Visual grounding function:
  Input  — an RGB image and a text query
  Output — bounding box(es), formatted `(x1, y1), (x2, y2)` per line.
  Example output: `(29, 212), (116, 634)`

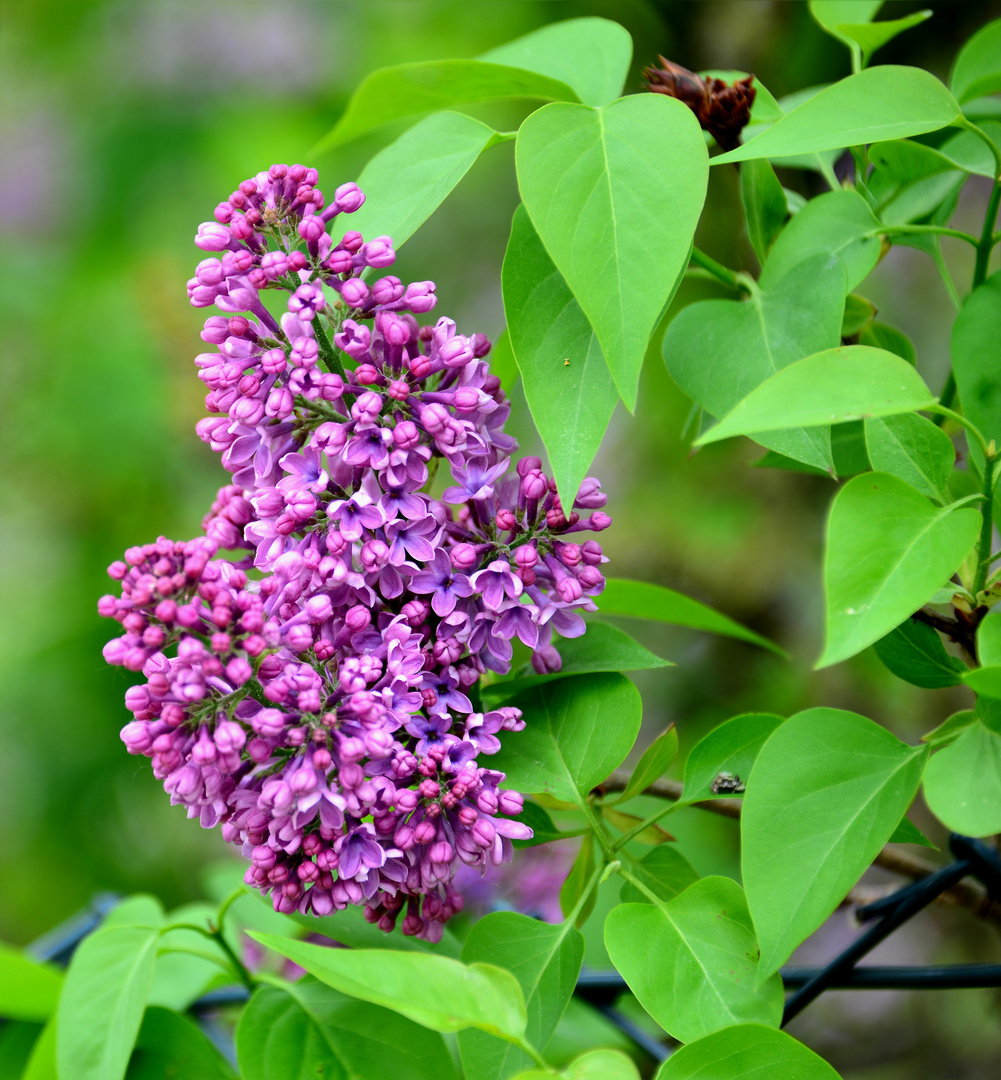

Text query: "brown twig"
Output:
(601, 769), (1001, 930)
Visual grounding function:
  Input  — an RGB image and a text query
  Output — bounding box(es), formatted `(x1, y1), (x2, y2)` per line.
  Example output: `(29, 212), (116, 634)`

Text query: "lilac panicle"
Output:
(98, 164), (610, 941)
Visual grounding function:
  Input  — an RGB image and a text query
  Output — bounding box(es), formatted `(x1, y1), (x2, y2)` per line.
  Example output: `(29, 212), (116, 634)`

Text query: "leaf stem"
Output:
(612, 802), (678, 851)
(690, 247), (750, 293)
(581, 799), (616, 862)
(866, 225), (980, 247)
(617, 866), (664, 907)
(925, 405), (992, 459)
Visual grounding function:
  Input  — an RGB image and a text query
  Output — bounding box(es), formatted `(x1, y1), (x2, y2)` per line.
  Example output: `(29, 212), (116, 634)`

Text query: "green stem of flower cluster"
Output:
(971, 442), (997, 596)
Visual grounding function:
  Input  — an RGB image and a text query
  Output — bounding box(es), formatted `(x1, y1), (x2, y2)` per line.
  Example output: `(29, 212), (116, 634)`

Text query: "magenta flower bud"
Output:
(414, 818), (436, 843)
(577, 566), (605, 589)
(302, 593), (334, 622)
(514, 543), (539, 570)
(420, 402), (451, 435)
(522, 469), (549, 500)
(497, 792), (525, 818)
(452, 387), (479, 413)
(449, 543), (477, 570)
(362, 237), (396, 270)
(334, 183), (365, 214)
(404, 281), (438, 315)
(194, 221), (232, 252)
(323, 247), (354, 273)
(121, 720), (152, 756)
(393, 420), (420, 450)
(340, 278), (371, 308)
(226, 657), (254, 686)
(371, 274), (406, 303)
(581, 540), (604, 566)
(299, 214), (327, 244)
(351, 390), (382, 423)
(265, 387), (296, 420)
(229, 397), (265, 428)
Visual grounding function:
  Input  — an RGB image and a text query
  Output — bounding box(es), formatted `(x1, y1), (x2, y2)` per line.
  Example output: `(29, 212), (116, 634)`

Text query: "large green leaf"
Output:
(236, 976), (456, 1080)
(741, 159), (789, 266)
(600, 578), (786, 656)
(924, 720), (1001, 836)
(759, 191), (880, 291)
(817, 473), (980, 667)
(249, 931), (526, 1042)
(501, 206), (619, 508)
(459, 912), (584, 1080)
(682, 713), (785, 802)
(56, 896), (163, 1080)
(21, 1016), (63, 1080)
(873, 619), (966, 690)
(619, 843), (699, 904)
(713, 64), (961, 164)
(516, 94), (708, 410)
(865, 413), (956, 502)
(311, 59), (577, 152)
(126, 1005), (236, 1080)
(741, 708), (928, 976)
(605, 877), (783, 1042)
(479, 621), (675, 702)
(490, 674), (642, 805)
(695, 345), (937, 446)
(0, 942), (63, 1021)
(951, 271), (1001, 460)
(949, 18), (1001, 105)
(478, 16), (633, 105)
(341, 111), (497, 247)
(514, 1049), (639, 1080)
(654, 1024), (840, 1080)
(662, 252), (844, 471)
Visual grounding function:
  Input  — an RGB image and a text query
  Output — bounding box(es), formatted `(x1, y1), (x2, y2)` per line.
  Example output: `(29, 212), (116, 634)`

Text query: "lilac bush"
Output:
(98, 164), (610, 941)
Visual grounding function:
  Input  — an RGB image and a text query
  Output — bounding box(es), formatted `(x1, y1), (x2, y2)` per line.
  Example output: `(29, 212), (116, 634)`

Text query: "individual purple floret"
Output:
(98, 165), (610, 941)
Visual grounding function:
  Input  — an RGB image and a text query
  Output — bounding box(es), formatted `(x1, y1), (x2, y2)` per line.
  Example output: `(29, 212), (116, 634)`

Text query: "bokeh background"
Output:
(0, 0), (1001, 1080)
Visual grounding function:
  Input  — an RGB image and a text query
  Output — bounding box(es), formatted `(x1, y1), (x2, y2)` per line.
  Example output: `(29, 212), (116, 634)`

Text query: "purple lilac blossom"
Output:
(98, 165), (610, 941)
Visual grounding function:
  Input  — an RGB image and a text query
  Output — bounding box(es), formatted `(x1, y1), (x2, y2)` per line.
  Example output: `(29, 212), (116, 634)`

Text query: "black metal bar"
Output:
(782, 963), (1001, 990)
(594, 1004), (671, 1062)
(782, 859), (970, 1027)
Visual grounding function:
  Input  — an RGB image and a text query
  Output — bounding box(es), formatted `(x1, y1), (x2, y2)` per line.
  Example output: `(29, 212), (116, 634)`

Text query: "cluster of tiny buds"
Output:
(105, 164), (611, 940)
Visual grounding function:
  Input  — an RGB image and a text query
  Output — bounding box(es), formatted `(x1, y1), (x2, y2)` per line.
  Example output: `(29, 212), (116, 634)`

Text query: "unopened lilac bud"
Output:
(194, 221), (232, 252)
(405, 281), (437, 315)
(361, 237), (396, 269)
(334, 183), (365, 214)
(449, 543), (477, 570)
(371, 274), (406, 303)
(340, 278), (371, 308)
(299, 214), (326, 244)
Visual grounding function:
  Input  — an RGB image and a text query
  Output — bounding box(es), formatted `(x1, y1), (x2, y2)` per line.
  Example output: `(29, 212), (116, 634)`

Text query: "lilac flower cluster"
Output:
(98, 165), (610, 940)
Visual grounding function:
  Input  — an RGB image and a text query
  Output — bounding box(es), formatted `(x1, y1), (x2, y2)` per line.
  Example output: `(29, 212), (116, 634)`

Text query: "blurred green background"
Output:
(0, 0), (1001, 1080)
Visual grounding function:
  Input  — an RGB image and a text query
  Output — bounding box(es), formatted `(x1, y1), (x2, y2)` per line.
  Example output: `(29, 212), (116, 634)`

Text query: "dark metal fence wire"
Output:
(19, 833), (1001, 1061)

-------

- **Stated problem**: Could you reproduce the listing above with "RGB image" swapped for "color photo" everywhere it occurs, keeping everything else the same and leaving out the pictures?

- **Answer to the problem**:
Visual grounding function:
  Input  — an color photo and a text query
  Output — bounding box(es), formatted `(x1, y1), (x2, y2)` per line.
  Example output: `(29, 212), (116, 634)`


Text query: "brown twig"
Output:
(601, 769), (1001, 930)
Visual grounding function:
  Input  — an color photo and a text query
  Output — bounding box(es), formatted `(x1, y1), (x2, y2)` per line.
  Example output: `(29, 212), (116, 634)`

Text query: "lilac panicle"
Output:
(98, 164), (610, 941)
Visual grounding function:
  Input  — an color photo and a text query
  Output — bounding box(es), formatted `(x1, y1), (x2, y2)` per line.
  Example output: `(29, 212), (116, 634)`

Text query: "leaf stem"
Output:
(612, 802), (678, 851)
(690, 247), (750, 293)
(581, 799), (616, 862)
(866, 225), (980, 247)
(617, 866), (664, 907)
(925, 405), (992, 459)
Visual grounding function:
  Input  — an color photo and a text query
  Output — bounding box(es), formatted `(x1, y1), (x2, y2)` per line.
  Example output: `(29, 212), (116, 634)`

Text query: "green stem of flower cluster"
Output:
(971, 442), (997, 596)
Visual grounding function:
  Input  — an color photo and a text query
  Output — bounding box(es), formatted `(x1, y1), (x2, y2)` per line.
  Example output: `(29, 212), (116, 634)`

Text query: "magenta flower bud"
Output:
(414, 818), (436, 843)
(577, 566), (605, 589)
(302, 593), (334, 622)
(514, 543), (539, 570)
(420, 402), (451, 435)
(522, 469), (549, 500)
(497, 792), (525, 818)
(452, 387), (479, 413)
(449, 543), (477, 570)
(362, 237), (396, 270)
(334, 183), (365, 214)
(404, 281), (438, 315)
(194, 221), (232, 252)
(323, 247), (354, 273)
(121, 720), (152, 756)
(393, 420), (420, 450)
(340, 278), (371, 308)
(226, 657), (254, 686)
(371, 274), (406, 303)
(581, 540), (604, 566)
(299, 214), (327, 244)
(351, 390), (382, 423)
(265, 387), (296, 420)
(229, 397), (265, 428)
Visual grounding function:
  Input  — an color photo and a text query
  Output — bounding box(es), formatted `(x1, y1), (x2, y2)` per line.
  Example output: `(29, 212), (116, 634)`

Text query: "large green leaf"
Output:
(236, 976), (456, 1080)
(741, 159), (789, 266)
(600, 578), (786, 656)
(924, 720), (1001, 836)
(759, 191), (880, 291)
(817, 473), (980, 667)
(249, 931), (526, 1042)
(501, 206), (619, 508)
(459, 912), (584, 1080)
(682, 713), (785, 802)
(56, 896), (163, 1080)
(21, 1016), (63, 1080)
(873, 619), (966, 690)
(619, 843), (699, 904)
(713, 64), (961, 164)
(516, 94), (708, 410)
(865, 413), (956, 502)
(311, 59), (577, 152)
(126, 1005), (236, 1080)
(741, 708), (928, 976)
(605, 877), (783, 1042)
(479, 621), (675, 702)
(490, 674), (642, 805)
(695, 345), (937, 446)
(0, 942), (63, 1021)
(951, 271), (1001, 460)
(949, 18), (1001, 105)
(478, 16), (633, 105)
(341, 111), (497, 247)
(514, 1049), (639, 1080)
(654, 1024), (840, 1080)
(662, 252), (844, 471)
Visual grounding function:
  Input  — an color photo and a text query
  Output — bounding box(es), formatted `(x1, y1), (x2, y2)` per line.
  Example output: `(29, 212), (116, 634)`

Text query: "lilac bush"
Output:
(98, 164), (610, 941)
Visual grounding function:
  Input  — an color photo and a text query
  Output — bounding box(es), formatted `(x1, y1), (x2, y2)` per line.
  Example output: `(29, 212), (116, 634)`

Text query: "individual purple floret"
Output:
(98, 165), (610, 941)
Visual grounding function:
  Input  — an color photo and a text query
  Output — bounding box(es), formatted `(x1, y1), (x2, y2)` per line.
  Example output: `(29, 212), (116, 634)`

Text query: "bokeh background"
Output:
(0, 0), (1001, 1080)
Visual grounding function:
  Input  — an color photo and a text query
  Output — bounding box(es), formatted `(x1, y1), (x2, y2)` per line.
  Example output: `(29, 212), (116, 634)`

Text query: "purple lilac blossom"
Output:
(98, 165), (610, 941)
Visual grounding function:
  Input  — an color photo and a text query
  Output — bounding box(es), formatted `(x1, y1), (x2, y2)` per line.
  Example output: `(29, 212), (116, 634)`

Text query: "black metal bar"
Output:
(782, 963), (1001, 990)
(594, 1004), (671, 1062)
(782, 859), (970, 1027)
Visual grounding function:
  Input  — an color photo and a text query
  Output — bounding box(es), formatted `(x1, y1), (x2, y2)` per line.
  Example output: `(29, 212), (116, 634)`

Text query: "cluster of tiny buds"
Output:
(105, 164), (611, 940)
Visual grounding function:
  Input  — an color photo and a text query
  Output — bounding box(es), formatted `(x1, y1), (x2, y2)` per line.
  Example output: `(29, 212), (116, 634)`

Text query: "unopened lilac bud"
Output:
(194, 221), (232, 252)
(405, 281), (437, 315)
(361, 237), (396, 269)
(334, 183), (365, 214)
(449, 543), (477, 570)
(371, 274), (406, 303)
(340, 278), (371, 308)
(299, 214), (326, 244)
Visual grounding function:
  Input  — an color photo and a text query
  Output — bounding box(es), formatted `(x1, y1), (x2, y2)` per line.
  Example output: `(29, 212), (116, 634)`

Text query: "lilac flower cluster"
Output:
(98, 165), (610, 940)
Visual grounding function:
  Input  — an color photo and a text query
  Output — bounding box(es), formatted `(x1, y1), (x2, y2)` per line.
  Example output: `(29, 212), (116, 634)`

Text query: "blurred green background"
Output:
(0, 0), (1001, 1080)
Visual grounding function:
  Input  — an color photo and a text query
  Output — bounding box(es), formatted `(x1, y1), (x2, y2)` per line.
  Example output: `(29, 212), (116, 634)`

Text query: "dark metal fence wire"
Output:
(19, 833), (1001, 1061)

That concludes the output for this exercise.